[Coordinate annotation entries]

────────────────

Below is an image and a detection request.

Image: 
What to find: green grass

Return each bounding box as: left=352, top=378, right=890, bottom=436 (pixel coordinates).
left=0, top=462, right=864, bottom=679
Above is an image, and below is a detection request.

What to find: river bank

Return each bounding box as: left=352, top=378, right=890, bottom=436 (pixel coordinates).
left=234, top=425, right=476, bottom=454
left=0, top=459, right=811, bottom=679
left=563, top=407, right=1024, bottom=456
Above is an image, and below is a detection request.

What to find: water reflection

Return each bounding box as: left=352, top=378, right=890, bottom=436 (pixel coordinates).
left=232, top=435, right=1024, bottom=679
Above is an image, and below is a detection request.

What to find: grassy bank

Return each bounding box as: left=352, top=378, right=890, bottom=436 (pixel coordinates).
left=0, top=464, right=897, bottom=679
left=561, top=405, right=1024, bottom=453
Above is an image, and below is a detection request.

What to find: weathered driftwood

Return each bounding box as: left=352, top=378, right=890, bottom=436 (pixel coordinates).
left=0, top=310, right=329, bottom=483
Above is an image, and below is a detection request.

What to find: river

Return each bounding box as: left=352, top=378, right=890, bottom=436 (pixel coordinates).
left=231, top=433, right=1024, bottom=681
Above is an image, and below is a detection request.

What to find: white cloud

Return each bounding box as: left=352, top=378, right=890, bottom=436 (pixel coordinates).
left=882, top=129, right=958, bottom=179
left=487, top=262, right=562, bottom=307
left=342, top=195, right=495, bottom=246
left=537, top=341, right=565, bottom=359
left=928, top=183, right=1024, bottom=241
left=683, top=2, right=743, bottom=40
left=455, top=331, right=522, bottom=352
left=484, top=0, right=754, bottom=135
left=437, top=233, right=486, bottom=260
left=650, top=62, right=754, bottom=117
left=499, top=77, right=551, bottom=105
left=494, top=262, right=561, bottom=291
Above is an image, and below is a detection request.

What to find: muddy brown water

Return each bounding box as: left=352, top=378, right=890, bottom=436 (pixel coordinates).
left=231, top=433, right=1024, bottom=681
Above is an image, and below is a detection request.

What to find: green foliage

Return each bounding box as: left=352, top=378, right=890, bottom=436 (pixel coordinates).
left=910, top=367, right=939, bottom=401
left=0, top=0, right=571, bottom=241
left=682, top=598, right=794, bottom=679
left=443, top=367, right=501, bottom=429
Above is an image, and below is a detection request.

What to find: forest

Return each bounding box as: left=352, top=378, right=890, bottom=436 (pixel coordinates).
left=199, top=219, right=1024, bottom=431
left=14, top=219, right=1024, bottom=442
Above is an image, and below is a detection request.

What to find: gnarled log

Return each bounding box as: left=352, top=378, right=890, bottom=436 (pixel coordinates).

────────────────

Reproduce the lines above exactly, from the very first line up to and including the line with "left=232, top=435, right=1024, bottom=679".

SOLUTION TO THE EXERCISE:
Below is an image and a detection request.

Image: 
What to find: green grass

Return each bounding box as: left=352, top=378, right=890, bottom=436 (pixel coordinates).
left=0, top=462, right=864, bottom=679
Above is an image, and below is a detection request.

What to find: river bank

Return each bounding box as: left=352, top=378, right=890, bottom=436 (pixel coordinates).
left=234, top=425, right=476, bottom=454
left=0, top=459, right=811, bottom=679
left=563, top=407, right=1024, bottom=456
Above is an image, and below is a detection request.

What to find: water reflection

Return each bounding box as: left=352, top=378, right=890, bottom=436 (pixel coordinates).
left=232, top=435, right=1024, bottom=679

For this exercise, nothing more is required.